Trecho do documento:

A AGENDA ULTRALIBERAL VERDE-OLIVA (AURI SACRA FAMES)
GUERINI, Eduardo
Mestre em Sociologia Política
Tudo já foi dito uma vez, mas, como ninguém escuta, é preciso dizer de novo (André Gide)
A eleição de Jair Bolsonaro em 2018, marca uma virada histórica do Brasil para direita, uma onda liberal-conservadora começou a ser construída nos tremores sísmicos de junho de 2013, momento que não foi devidamente apropriado por movimentos populares e partidos de centro-esquerda.
O petismo se esgueirou entre a explicação e surpresa, com desdém da incompreensão daquela massa da população que foi beneficiada por políticas inclusivas associadas com acesso ao consumo. Nada prosperou após 2014, culminando na transição para um governo tampão, com agenda liberal orquestrada sob a batuta da agenda anticorrupção.
A sede de poder produziu a cegueira histórica dos partidos envolvidos na escandalosa rede de pilhagem do Estado brasileiro, com enriquecimento passivo ou ativo de inúmeros representantes da política tradicional. A guinada rápida ao governismo de ocasião intrincada com o “presidencialismo de cooptação” fez escola no MDB, PT e PSDB, posteriormente, os partidos políticos foram irremediavelmente destroçados por ações antissistemas e seu “candidato outsider”.

Material fornecido:
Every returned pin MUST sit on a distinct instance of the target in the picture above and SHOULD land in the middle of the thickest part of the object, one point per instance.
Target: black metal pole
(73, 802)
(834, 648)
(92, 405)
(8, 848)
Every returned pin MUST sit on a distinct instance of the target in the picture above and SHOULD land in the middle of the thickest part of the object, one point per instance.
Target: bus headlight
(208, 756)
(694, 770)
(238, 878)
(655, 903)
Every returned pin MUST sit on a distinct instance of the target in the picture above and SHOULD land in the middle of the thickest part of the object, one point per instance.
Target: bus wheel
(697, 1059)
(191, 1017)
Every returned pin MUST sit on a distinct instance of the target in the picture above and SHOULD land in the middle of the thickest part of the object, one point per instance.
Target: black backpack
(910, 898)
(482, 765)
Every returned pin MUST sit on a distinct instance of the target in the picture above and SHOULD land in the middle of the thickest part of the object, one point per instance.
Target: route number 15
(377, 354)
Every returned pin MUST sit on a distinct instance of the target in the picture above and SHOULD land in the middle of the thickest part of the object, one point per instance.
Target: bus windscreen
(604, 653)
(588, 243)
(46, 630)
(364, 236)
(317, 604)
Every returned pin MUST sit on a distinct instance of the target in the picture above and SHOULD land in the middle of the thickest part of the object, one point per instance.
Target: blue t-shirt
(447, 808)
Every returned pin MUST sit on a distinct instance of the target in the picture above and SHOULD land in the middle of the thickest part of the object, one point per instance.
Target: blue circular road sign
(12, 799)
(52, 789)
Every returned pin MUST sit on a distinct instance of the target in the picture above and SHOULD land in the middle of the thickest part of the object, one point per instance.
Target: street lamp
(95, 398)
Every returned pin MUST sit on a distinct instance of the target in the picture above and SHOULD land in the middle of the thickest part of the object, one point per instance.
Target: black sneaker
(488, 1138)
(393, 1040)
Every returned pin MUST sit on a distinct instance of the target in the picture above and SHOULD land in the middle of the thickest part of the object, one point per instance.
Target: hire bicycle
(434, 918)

Tarefas a realizar:
• a. Das linhas que vêm depois do texto, apresente em lista numerada o trecho que vai da primeira delas até a que contém "(191, 1017)", incluindo as duas pontas e deixando de fora as linhas em branco.
• b. Dê sequência ao texto sobre a virada do Brasil para a direita, começando logo após a última frase apresentada.

Respostas escritas:
• a.
1. Every returned pin MUST sit on a distinct instance of the target in the picture above and SHOULD land in the middle of the thickest part of the object, one point per instance.
2. Target: black metal pole
3. (73, 802)
4. (834, 648)
5. (92, 405)
6. (8, 848)
7. Every returned pin MUST sit on a distinct instance of the target in the picture above and SHOULD land in the middle of the thickest part of the object, one point per instance.
8. Target: bus headlight
9. (208, 756)
10. (694, 770)
11. (238, 878)
12. (655, 903)
13. Every returned pin MUST sit on a distinct instance of the target in the picture above and SHOULD land in the middle of the thickest part of the object, one point per instance.
14. Target: bus wheel
15. (697, 1059)
16. (191, 1017)

• b.
A perda do capital político-eleitoral do líder carismático/populista de centro-esquerda (Lula), potencializou a ascensão no palco da política nacional, do polo oposto – um líder populista de direita (Bolsonaro). Ainda que, se relativize o despertar dos liberais e conservadores no universo do eleitorado brasileiro, a campanha de 2018, sepultou a velha polarização (PT/PSDB), as conquistas da inclusão pelo consumo (temporárias), a conciliação de classes, o presidencialismo de coalizão, estruturas carcomidas de coligações para governabilidade que na atualidade são impiedosamente substituídas por uma agenda ultraliberal que desqualifica, quando não menospreza o trato institucional da republiqueta tupiniquim.
As trilhas desenhadas na etapa transicional da democracia brasileira, sob a égide da “Constituição Cidadã” de 1988, são vagas lembranças do século passado, um desenho institucional mal traçado do que se convencionou chamar Estado de Bem-Estar Social. A política econômica, moldada entre o fiscalismo rastaquera e monetarismo bastardo, produziu um neoliberalismo envergonhado dos sociais-democratas, uma socialdemocracia subliminar do petismo, a democracia de fachada do medebismo, agora confrontadas pelo turbilhão ultraliberal conservador do bolsonarismo.
Novamente nos envolvemos na ideologia do curtoprazismo (resolver todos os problemas estruturais no espaço de um mandato presidencial), na política monetária que adota soluções antiquadas para problemas novos, no fiscalismo que enreda o Estado brasileiro na encruzilhada da paralisia de sua máquina ministerial (shut down).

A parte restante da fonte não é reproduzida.